** Selected excerpt follows **
To quantitively characterize the velocity field around the microbubbles, a widely used processing technique, microparticle image velocimetry (µPIV) was applied. The 2 µm flow-tracing fluorescent particles were used for µPIV process. The device was placed on an inverted microscope equipped with a fluorescence illuminator and a high-speed camera. Once the pumping flow was generated in the device, the high-speed camera started to capture images with high resolution (1280 \(\times\) 720). Images were then analyzed by open-source Matlab-based software—PIVLab (Thielicke and Stamhuis 2014). In pre-processing phase, the region of interest (ROI) was first defined, as shown in Fig. 1d and e. The image contrast was then enhanced using a contrast limited adaptive histogram equalization (CLAHE). Images were cross-correlated using 50% overlapped interrogation area with two passes to quantify the displacement between the pairs of successive images. During post-processing, a smoothing procedure and velocity limits were used to remove noise vectors; the appearance was set as HSV (hue, saturation, value) color map. As a result, the velocity field around the bubble was obtained. Although the velocity may be not very accurate due to the bubble oscillation, the characterization of the velocity distribution was demonstrated by µPIV measurement.

2.4 Sample preparation

To demonstrate the particle transportation and visualize the microstreaming flow direction generated by the micropump device, DI water with 2.0 μm diameter green fluorescent microparticles (Fluoro-Max dyed polystyrene microspheres, Thermo Fisher Scientific, Waltham, MA) was used as fluid media.
** End of Selected excerpt **
** Recorded data follows **
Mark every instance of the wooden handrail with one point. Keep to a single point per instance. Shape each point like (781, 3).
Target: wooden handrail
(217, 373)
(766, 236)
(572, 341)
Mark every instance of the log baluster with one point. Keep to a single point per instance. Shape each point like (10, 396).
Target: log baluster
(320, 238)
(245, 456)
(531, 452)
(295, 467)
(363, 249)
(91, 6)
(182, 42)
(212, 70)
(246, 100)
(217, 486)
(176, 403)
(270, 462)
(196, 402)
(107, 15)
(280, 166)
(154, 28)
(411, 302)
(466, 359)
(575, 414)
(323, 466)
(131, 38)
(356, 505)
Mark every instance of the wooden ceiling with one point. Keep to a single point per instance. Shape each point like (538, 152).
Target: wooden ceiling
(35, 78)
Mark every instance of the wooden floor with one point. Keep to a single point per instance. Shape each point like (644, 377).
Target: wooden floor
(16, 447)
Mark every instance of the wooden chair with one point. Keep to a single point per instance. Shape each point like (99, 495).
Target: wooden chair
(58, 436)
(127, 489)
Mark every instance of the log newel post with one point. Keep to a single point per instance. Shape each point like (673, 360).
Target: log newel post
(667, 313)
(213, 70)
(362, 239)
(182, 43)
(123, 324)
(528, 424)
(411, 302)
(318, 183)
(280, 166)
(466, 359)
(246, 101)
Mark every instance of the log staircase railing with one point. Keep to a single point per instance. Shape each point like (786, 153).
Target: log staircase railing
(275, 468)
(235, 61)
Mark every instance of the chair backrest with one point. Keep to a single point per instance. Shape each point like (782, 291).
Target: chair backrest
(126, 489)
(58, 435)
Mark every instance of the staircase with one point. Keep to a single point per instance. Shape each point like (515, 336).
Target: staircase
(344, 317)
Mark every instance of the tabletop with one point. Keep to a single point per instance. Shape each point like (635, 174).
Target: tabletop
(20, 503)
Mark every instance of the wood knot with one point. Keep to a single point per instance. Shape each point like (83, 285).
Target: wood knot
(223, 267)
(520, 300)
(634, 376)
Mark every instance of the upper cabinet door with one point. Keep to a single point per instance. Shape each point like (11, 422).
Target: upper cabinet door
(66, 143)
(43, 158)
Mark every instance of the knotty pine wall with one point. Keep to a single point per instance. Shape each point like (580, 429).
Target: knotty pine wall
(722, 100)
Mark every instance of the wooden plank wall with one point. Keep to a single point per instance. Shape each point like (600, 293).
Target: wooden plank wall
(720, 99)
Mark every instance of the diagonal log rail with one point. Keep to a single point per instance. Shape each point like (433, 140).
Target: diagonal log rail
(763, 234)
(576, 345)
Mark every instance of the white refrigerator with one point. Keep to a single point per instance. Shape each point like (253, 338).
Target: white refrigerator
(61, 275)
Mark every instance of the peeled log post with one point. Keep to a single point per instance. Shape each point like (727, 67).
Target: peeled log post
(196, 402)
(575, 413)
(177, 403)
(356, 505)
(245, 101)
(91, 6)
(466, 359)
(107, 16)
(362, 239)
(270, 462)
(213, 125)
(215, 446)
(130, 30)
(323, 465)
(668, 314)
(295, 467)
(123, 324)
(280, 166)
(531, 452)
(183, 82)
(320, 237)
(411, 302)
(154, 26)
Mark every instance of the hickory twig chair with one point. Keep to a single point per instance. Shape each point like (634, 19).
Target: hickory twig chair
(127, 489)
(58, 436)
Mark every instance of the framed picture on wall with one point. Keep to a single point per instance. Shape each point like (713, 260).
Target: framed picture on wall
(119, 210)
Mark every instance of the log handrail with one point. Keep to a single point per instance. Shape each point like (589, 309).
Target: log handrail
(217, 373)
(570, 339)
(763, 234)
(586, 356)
** End of Recorded data **
- [Questions]:
• a. Translate this sentence from the µPIV passage into Spanish: "The image contrast was then enhanced using a contrast limited adaptive histogram equalization (CLAHE)."
• b. List every abbreviation that the µPIV passage spells out in full, together with its expansion.
• c. Rewrite the µPIV passage from "2.4 Sample preparation" to "as fluid media.", replacing "fluid media" with "working fluid".

- [Solutions for each task]:
• a. Luego se mejoró el contraste de la imagen mediante una ecualización adaptativa del histograma con contraste limitado (CLAHE).

• b.
- µPIV: microparticle image velocimetry
- ROI: region of interest
- CLAHE: contrast limited adaptive histogram equalization
- HSV: hue, saturation, value

• c.
2.4 Sample preparation

To demonstrate the particle transportation and visualize the microstreaming flow direction generated by the micropump device, DI water with 2.0 μm diameter green fluorescent microparticles (Fluoro-Max dyed polystyrene microspheres, Thermo Fisher Scientific, Waltham, MA) was used as working fluid.